Complete the following |
**a)** Which supernatural creatures does the movie review say the film has?
**b)** Why does the movie review hold back from calling "Dark Shadows" a comedy even though the writer laughed quite a bit?

Article |
================

I am just a bit too young to have watched "Dark Shadows" on TV. Savannah and I watched a few episodes on Netflix and decided we'd check out the Tim Burton-directed flick over the holiday weekend.

I have a tendency to laugh very loudly at things I think are funny, even when the rest of the audience doesn't. I laughed quite a bit. I hesitate to call "Dark Shadows" a comedy, though. It's funny--and funny on purpose, unlike what I've seen and heard of the gothic soap opera that spawned it--but just being funny doesn't mean your movie is a comedy. And just because your movie has vampires, witches, werewolves, and ghosts doesn't mean it's a horror movie.

So what, exactly, is "Dark Shadows"?  I refuse to use the label "gothic-lite." The phrase sickens me. But I can't think of anything else. The majority of Burton's films could fall under that category. So maybe I should bite the bullet and accept the label. Or maybe it is sufficient to say. "Tim Burton makes this kind of movie," and move on.

There is a lot to like in this movie and my wife and I are proof that you don't have to have been in love with the series to enjoy it. Johnny Depp's Barnabas Collins is not unlike many of his other characters: a quirky gentleman out of his time/place. He's funny but not cheesy. He's debonair but a vicious killer. The real gems, however, are in the cast around him.

This is the part where things get weird for me. Playing 15-year-old Caroline, Chloe Grace Moretz shines in her limited screen time. She radiates teen angst and come-hither jailbait hotness. She's perfectly cast as daughter to Michelle Pfieffer's Elizabeth. If Moretz ages half as well and Pfieffer, she's going to have another 30 years or more of A-list acting.

================

Dataset content |

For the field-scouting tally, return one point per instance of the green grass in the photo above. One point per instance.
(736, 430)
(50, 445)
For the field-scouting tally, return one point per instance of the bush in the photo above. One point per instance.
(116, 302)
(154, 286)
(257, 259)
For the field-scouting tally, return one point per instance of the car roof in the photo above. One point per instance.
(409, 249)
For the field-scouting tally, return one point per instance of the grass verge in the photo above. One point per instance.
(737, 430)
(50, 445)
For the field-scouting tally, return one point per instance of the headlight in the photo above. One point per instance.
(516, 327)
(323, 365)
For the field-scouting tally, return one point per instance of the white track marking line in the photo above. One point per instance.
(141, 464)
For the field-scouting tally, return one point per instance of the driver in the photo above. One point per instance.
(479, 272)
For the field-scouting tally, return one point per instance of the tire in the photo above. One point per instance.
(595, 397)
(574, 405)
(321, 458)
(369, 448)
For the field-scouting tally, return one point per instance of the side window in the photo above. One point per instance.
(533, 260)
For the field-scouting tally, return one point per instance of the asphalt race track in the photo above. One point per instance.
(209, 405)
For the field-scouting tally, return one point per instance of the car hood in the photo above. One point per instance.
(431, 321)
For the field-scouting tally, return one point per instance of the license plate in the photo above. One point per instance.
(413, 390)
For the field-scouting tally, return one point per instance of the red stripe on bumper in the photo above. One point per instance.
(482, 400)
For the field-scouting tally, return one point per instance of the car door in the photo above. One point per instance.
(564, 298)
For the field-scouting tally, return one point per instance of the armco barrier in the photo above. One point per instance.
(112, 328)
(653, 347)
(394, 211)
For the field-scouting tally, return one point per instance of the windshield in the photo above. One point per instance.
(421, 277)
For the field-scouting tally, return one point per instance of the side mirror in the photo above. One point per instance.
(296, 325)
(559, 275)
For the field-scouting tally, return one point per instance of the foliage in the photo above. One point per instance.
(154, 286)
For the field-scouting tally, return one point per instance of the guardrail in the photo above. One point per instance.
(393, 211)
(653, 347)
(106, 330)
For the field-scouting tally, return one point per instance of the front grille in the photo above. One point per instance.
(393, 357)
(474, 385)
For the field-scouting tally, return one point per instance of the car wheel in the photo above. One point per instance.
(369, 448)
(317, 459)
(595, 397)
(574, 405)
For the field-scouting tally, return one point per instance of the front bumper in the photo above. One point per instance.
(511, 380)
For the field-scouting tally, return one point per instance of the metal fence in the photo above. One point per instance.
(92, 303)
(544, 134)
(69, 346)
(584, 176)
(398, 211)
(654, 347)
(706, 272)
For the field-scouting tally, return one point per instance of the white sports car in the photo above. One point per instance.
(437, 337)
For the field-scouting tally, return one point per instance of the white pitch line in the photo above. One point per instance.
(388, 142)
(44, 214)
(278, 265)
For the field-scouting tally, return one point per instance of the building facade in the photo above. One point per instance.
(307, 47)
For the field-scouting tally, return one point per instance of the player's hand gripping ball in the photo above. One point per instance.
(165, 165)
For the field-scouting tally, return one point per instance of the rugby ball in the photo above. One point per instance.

================

Answers by task |
**a)** Vampires, witches, werewolves, and ghosts.

**b)** The film is funny, and funny on purpose, but the writer holds that being funny alone doesn't make a movie a comedy.